As they hiked up the path they were in total awe of their surroundings, the views were unbelievable and they could explore on their own. They had a guide who was filling them in on the Greek mythology and the small group was attentive to say the least. As Karen was walking steps to the top of the amphitheater she tripped, fell on her knee, and quickly got up to see if anyone saw her. Embarrassment always is the first reaction…until the pain set in. And it hurt before she realized her knee cap was split in half, and she had no support on that leg.
Walking down to the bus was out of the question. A helicopter would take a long time and it’s not like they had great cell phone reception, so six people carried her as gingerly as they could down the path. Forty-five minutes later they were in a parking area, and her shock clouds a bit of the story.
Since they carried her Goddess style, she regrets now not thinking of requesting grapes, but as I said, shock can shake the wit right out of you! Someone made a decision to have her go by taxi to the hospital. Someone else insisted it not be the local village hospital, rather to get right to Athens.
════════════════════
## What is needed
From the account of Karen's knee injury, quote the passage that begins with the words "Walking down to" and ends with "of the story.".
════════════════════
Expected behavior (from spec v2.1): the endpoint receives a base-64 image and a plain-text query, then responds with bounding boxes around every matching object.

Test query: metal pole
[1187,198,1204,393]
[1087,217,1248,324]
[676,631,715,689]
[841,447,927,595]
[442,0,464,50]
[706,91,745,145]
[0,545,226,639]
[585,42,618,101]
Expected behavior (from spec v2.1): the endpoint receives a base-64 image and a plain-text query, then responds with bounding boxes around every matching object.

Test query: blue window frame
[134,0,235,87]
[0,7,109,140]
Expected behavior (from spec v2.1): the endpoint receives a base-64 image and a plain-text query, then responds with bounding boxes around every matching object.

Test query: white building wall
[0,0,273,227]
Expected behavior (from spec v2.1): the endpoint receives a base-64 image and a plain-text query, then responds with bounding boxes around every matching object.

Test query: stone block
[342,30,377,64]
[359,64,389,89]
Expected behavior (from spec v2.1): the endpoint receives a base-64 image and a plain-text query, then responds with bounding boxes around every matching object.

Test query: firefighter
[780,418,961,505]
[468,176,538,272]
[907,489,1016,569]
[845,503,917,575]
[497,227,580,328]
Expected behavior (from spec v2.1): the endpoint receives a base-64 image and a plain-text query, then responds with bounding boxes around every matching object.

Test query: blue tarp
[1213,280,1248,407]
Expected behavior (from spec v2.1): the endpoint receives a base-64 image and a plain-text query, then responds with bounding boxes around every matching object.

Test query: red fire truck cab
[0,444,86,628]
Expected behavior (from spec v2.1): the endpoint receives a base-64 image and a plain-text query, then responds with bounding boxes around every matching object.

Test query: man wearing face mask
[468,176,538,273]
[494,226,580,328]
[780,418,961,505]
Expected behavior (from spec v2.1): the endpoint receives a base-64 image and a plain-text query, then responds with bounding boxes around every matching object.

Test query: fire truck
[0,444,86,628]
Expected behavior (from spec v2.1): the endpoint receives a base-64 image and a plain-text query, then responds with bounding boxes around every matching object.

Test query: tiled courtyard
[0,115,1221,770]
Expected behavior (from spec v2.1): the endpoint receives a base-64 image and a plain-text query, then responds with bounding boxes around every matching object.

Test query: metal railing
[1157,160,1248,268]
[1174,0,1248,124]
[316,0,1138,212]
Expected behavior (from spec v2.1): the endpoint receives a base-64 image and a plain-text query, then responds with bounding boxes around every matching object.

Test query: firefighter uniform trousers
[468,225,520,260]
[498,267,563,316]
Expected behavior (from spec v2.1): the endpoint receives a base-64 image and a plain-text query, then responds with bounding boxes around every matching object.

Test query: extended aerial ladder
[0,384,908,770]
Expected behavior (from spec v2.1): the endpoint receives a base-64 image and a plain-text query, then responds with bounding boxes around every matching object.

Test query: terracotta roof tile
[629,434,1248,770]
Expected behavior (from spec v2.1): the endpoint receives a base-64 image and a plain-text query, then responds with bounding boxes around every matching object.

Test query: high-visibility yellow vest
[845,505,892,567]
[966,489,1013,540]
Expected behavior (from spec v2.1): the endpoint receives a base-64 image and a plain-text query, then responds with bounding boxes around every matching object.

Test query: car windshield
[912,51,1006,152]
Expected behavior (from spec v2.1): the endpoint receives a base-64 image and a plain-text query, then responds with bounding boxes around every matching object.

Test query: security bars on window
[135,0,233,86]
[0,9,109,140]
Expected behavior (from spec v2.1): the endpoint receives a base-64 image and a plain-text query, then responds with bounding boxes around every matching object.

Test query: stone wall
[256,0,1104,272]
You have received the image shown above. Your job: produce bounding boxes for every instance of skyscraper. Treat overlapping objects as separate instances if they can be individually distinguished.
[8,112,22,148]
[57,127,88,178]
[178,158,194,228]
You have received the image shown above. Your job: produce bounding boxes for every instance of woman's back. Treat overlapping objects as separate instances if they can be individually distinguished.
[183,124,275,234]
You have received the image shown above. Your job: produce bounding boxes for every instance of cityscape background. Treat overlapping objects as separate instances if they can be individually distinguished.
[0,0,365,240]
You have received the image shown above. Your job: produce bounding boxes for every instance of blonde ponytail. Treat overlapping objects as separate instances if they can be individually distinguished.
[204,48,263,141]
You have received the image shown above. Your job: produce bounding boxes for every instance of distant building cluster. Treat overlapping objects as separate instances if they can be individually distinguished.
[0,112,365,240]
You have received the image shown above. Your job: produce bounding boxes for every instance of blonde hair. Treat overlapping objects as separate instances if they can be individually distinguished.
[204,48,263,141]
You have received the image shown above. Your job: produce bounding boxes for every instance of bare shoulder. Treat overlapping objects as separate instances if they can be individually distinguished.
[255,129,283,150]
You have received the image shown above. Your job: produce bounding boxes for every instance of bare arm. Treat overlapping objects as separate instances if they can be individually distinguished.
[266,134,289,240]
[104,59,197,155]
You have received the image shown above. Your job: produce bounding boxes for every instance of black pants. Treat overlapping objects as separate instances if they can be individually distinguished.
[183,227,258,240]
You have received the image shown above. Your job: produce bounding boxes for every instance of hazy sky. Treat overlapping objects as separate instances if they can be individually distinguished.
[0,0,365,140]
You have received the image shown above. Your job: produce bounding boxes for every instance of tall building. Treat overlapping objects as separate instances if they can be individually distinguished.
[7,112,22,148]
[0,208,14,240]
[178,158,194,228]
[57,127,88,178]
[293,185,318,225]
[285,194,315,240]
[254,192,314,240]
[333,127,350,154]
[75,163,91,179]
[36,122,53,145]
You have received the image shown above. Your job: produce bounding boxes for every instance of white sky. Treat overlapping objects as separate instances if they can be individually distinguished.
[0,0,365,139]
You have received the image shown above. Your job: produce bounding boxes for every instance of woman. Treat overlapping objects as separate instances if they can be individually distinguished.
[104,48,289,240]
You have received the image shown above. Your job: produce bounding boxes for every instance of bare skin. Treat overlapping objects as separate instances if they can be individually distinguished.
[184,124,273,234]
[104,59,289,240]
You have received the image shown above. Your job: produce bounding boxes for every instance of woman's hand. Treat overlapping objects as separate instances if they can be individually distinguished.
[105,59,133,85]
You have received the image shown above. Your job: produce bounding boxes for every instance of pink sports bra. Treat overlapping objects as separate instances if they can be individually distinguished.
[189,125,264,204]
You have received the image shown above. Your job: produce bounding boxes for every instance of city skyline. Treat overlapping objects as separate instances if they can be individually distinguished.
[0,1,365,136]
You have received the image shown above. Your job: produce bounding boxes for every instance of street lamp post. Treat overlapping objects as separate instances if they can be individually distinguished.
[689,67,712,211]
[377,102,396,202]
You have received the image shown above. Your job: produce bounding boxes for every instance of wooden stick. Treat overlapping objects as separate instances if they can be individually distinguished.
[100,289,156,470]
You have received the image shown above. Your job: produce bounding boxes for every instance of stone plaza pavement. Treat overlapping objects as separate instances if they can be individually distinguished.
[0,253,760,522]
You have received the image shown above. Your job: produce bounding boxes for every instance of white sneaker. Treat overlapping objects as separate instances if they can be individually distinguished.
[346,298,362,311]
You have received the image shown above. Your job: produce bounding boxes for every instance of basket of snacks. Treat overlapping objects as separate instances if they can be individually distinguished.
════════════════════
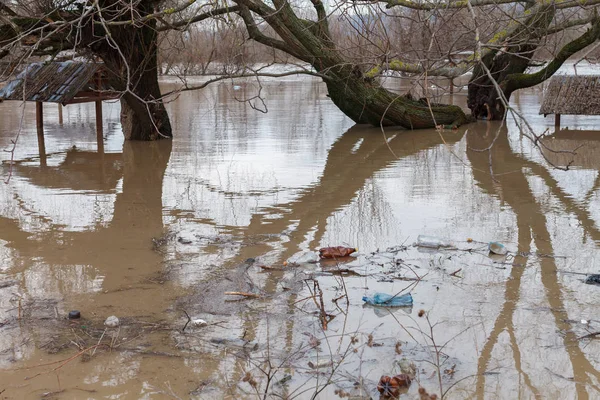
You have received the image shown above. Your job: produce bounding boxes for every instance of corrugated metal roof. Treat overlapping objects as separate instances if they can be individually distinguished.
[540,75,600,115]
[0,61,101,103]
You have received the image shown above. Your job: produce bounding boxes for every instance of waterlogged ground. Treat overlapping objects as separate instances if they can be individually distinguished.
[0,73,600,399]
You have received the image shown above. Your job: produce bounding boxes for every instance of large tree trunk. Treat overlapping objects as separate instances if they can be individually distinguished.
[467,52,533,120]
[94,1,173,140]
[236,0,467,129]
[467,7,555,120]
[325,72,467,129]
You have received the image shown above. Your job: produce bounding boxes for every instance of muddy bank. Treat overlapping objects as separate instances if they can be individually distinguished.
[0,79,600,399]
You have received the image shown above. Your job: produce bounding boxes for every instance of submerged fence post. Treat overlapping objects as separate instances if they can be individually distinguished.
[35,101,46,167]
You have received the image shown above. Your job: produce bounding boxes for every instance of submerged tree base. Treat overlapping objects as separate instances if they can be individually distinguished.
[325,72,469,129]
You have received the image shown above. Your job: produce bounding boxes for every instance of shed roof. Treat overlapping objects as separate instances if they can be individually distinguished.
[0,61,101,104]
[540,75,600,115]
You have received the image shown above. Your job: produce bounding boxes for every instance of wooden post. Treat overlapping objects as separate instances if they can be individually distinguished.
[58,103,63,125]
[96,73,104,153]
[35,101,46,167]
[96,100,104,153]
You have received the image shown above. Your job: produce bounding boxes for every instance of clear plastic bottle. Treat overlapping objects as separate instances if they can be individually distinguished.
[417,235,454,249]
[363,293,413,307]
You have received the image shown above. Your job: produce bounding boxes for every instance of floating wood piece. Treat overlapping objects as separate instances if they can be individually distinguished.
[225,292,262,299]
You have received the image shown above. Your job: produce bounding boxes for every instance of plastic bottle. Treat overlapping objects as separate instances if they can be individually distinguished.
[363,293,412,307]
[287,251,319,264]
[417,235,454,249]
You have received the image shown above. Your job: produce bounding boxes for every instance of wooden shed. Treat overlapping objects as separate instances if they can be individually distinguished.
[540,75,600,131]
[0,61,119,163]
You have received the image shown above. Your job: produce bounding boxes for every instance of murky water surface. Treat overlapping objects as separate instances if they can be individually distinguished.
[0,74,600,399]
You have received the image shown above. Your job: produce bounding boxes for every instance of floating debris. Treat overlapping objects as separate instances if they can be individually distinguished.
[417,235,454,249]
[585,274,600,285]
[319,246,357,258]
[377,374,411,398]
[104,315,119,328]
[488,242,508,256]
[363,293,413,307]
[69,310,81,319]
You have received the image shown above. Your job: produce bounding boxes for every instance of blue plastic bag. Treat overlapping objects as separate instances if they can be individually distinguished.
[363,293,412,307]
════════════════════
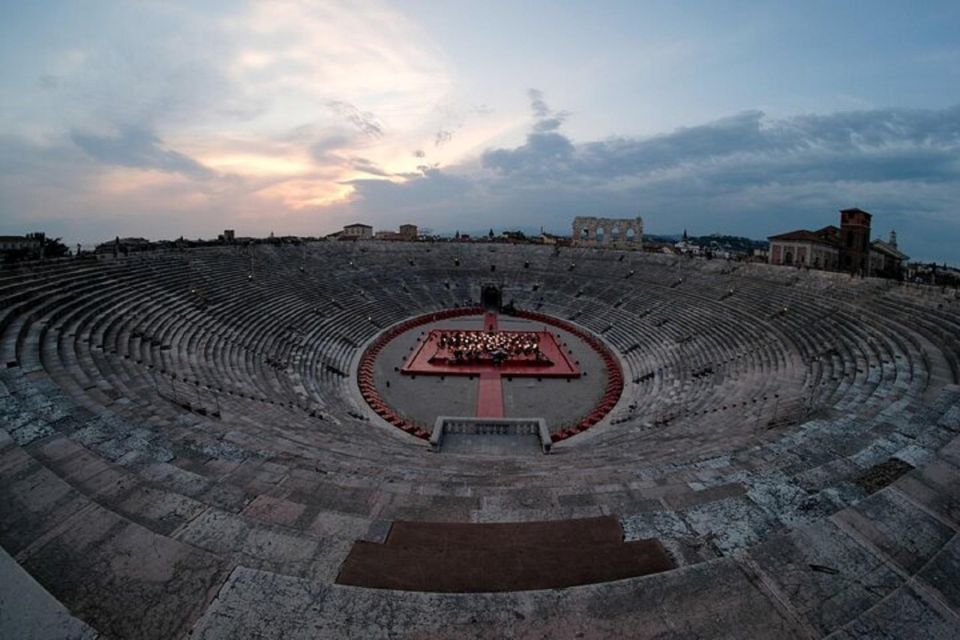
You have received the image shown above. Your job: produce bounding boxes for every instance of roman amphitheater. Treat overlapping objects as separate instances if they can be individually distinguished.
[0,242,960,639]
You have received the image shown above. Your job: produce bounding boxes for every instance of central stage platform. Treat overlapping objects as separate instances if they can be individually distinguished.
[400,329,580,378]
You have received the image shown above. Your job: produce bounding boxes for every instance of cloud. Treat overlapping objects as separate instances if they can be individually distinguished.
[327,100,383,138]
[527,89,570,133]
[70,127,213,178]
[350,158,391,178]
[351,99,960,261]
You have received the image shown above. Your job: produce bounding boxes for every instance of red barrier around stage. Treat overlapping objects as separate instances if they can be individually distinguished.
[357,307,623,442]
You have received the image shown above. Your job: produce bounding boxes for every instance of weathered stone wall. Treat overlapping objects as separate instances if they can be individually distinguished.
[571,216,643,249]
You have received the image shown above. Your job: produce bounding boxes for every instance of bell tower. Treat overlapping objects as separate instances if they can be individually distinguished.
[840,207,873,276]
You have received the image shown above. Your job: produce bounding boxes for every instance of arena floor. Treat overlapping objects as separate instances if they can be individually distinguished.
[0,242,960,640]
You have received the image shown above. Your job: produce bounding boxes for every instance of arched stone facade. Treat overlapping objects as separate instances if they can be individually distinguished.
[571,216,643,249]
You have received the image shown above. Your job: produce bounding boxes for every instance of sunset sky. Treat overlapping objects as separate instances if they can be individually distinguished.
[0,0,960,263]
════════════════════
## Solution to the exercise
Walking down to the bus was out of the question. A helicopter would take a long time and it’s not like they had great cell phone reception, so six people carried her as gingerly as they could down the path. Forty-five minutes later they were in a parking area, and her shock clouds a bit of the story.